» WHAT TO PRODUCE
Reproduce the data exactly, leaving nothing out.

» GIVEN RECORDS
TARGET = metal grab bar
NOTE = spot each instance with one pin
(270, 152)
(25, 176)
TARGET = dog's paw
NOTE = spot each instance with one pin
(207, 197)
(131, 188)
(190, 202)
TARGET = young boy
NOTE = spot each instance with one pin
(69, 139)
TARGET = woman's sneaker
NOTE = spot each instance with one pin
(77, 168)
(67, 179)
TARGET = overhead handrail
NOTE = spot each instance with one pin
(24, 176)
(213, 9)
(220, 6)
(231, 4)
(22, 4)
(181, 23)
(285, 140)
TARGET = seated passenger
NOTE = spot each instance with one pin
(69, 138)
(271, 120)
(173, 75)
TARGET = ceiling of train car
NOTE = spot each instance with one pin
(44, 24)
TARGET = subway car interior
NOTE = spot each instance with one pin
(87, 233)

» ANSWER SPACE
TARGET = metal grab bar
NOTE = spot each instance with one pin
(270, 152)
(25, 176)
TARGET = dog's paw
NOTE = spot each instance with one pin
(207, 197)
(131, 188)
(190, 202)
TARGET = young boy
NOTE = spot each instance with one pin
(69, 139)
TARGET = woman's sneaker
NOTE = spot each instance with one pin
(77, 168)
(67, 179)
TARGET = overhead handrail
NOTE = spot each instance with one pin
(24, 176)
(213, 9)
(220, 6)
(231, 4)
(22, 4)
(181, 23)
(285, 140)
TARGET = seated passenger
NOTE = spot each instance with one pin
(69, 138)
(271, 120)
(173, 75)
TARGET = ceiling of train car
NOTE = spot each instance with one pin
(44, 24)
TARGET = subway car interior
NOTE = spot each instance with one pin
(87, 233)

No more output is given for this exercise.